**Task**
Only the lines from the one containing "Objective — one point per instance of the white shirt" through the end of the entries should be repeated, exactly as they appear, first and last included.

* * * * * * * * *

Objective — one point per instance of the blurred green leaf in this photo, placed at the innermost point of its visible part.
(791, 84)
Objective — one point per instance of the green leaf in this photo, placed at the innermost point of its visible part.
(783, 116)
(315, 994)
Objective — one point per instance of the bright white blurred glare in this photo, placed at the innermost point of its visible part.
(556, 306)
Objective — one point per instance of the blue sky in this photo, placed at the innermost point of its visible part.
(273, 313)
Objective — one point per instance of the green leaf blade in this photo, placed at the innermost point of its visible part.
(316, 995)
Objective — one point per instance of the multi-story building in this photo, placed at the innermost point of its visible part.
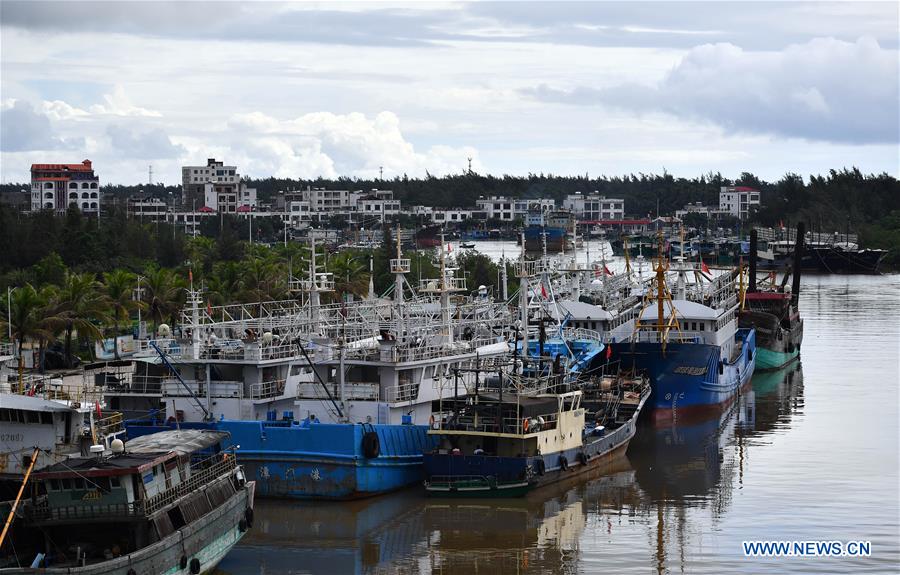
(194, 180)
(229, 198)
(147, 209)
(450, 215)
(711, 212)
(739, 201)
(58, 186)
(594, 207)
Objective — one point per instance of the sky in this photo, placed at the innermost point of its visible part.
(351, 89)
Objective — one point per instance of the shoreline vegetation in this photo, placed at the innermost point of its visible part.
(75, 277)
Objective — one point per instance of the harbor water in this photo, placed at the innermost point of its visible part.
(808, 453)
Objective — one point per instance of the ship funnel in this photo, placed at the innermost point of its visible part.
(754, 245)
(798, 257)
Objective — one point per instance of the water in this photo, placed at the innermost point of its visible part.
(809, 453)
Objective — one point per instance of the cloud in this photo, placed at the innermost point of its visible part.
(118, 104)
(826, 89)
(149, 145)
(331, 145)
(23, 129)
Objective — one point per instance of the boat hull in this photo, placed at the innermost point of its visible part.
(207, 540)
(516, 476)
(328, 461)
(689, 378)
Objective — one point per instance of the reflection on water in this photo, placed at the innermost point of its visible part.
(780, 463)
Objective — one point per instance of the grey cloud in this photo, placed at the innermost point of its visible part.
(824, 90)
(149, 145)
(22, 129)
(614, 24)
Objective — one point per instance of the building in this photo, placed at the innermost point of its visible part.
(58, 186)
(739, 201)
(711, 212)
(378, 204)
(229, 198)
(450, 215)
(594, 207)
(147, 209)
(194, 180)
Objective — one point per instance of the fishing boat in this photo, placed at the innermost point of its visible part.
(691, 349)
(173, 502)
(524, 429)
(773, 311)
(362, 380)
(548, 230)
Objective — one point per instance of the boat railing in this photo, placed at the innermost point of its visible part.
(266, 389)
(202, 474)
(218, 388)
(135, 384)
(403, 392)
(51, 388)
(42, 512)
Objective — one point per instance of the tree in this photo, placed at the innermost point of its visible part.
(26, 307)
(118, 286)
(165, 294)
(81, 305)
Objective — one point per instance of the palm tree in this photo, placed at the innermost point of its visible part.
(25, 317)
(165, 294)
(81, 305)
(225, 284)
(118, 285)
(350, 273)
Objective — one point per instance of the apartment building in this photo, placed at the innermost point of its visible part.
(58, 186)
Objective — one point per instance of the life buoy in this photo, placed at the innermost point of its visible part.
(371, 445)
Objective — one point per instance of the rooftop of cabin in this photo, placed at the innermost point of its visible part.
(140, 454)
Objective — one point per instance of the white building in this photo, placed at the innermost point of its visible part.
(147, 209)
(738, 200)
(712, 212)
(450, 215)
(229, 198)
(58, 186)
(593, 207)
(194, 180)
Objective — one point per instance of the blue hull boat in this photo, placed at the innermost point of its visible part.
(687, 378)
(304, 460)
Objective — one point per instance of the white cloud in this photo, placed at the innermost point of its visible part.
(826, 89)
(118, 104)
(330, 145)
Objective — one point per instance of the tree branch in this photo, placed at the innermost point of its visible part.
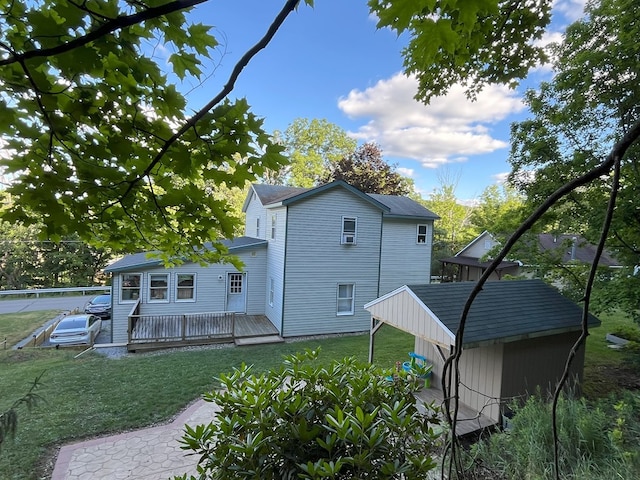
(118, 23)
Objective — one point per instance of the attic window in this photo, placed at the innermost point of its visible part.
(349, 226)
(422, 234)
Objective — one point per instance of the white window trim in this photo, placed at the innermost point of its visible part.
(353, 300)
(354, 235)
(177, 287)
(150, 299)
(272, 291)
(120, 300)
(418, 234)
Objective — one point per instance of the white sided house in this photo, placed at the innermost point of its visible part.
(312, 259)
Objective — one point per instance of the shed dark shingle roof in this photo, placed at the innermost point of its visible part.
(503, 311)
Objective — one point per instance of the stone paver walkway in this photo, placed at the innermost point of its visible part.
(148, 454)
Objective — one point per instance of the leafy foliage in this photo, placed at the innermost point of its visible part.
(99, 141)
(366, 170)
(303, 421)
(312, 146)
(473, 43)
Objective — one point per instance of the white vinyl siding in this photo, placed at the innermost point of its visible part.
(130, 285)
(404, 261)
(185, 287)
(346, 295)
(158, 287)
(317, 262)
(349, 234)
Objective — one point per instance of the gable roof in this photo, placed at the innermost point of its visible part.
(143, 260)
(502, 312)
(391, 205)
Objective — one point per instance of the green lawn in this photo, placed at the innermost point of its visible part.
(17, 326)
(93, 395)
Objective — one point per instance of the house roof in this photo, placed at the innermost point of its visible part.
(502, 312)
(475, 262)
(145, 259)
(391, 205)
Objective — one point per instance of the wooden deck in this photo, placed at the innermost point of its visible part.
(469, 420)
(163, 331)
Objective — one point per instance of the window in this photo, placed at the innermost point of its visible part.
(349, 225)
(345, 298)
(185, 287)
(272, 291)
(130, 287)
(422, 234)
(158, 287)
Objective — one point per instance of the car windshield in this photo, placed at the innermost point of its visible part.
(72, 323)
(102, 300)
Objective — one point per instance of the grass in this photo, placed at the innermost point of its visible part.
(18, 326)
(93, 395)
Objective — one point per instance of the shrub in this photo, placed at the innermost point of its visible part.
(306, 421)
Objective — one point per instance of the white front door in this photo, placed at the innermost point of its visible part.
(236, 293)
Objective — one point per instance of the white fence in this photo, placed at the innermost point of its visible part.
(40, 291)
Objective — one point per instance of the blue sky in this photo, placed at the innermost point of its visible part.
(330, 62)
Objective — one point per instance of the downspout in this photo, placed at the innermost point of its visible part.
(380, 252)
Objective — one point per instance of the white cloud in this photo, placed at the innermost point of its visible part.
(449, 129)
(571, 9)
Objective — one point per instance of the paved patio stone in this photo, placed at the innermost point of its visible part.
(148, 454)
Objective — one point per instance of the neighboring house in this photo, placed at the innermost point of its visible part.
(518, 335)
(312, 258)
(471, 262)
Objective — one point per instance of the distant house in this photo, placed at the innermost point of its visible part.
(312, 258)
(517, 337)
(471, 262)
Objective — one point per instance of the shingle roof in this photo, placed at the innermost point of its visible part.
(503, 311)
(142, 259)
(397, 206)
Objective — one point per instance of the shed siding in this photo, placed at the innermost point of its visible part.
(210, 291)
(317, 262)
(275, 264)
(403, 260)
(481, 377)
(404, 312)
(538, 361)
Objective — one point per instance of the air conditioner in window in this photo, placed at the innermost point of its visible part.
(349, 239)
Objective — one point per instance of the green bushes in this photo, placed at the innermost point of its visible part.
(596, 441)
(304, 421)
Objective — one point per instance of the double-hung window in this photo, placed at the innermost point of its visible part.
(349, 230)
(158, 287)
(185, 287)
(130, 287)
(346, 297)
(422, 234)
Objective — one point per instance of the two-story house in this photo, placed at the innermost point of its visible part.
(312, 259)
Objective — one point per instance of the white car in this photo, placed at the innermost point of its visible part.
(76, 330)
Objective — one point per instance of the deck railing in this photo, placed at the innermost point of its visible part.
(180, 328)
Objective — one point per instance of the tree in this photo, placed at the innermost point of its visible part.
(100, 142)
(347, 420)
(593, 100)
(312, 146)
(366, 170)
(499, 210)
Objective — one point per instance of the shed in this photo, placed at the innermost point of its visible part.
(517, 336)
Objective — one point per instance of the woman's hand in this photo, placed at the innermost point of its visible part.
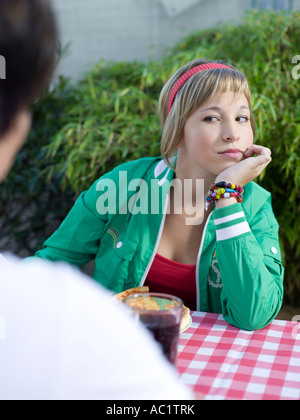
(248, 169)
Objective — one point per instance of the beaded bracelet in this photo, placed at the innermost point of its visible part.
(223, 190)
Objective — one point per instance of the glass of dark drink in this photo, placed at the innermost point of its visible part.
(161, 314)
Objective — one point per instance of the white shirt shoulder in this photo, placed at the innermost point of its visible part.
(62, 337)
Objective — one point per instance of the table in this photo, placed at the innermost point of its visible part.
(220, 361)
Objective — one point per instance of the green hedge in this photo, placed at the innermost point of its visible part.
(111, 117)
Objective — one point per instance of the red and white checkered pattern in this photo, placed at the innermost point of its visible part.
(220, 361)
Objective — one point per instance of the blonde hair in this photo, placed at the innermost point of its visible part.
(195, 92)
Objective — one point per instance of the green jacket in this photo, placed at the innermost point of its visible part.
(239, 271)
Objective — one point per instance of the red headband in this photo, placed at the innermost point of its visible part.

* * * * * * * * *

**Response to this exercise**
Objective — one point per instance of the white shirt shoulder in this photo, placed at the innermost point of its visible part.
(62, 337)
Objective — one point per instance of the table in this photo, placed at the innermost point of its visible part.
(220, 361)
Objective — one point per instance of the green hedge in this photo, placed at the innermost point of its visible part.
(111, 117)
Objective — one point per instance of the red and white checkered pattern in this photo, placed at the innermost point of its visible part.
(220, 361)
Objective — one point per instance of the blonde hair in this photo, placed at the innermost point of its visible part.
(195, 92)
Objective — one point per instance of the green jacket in this photo, placed at the innermost point of its visible part.
(239, 271)
Objective — one point per instance of the red headband in this photo, placed at the innermost point of its visible part.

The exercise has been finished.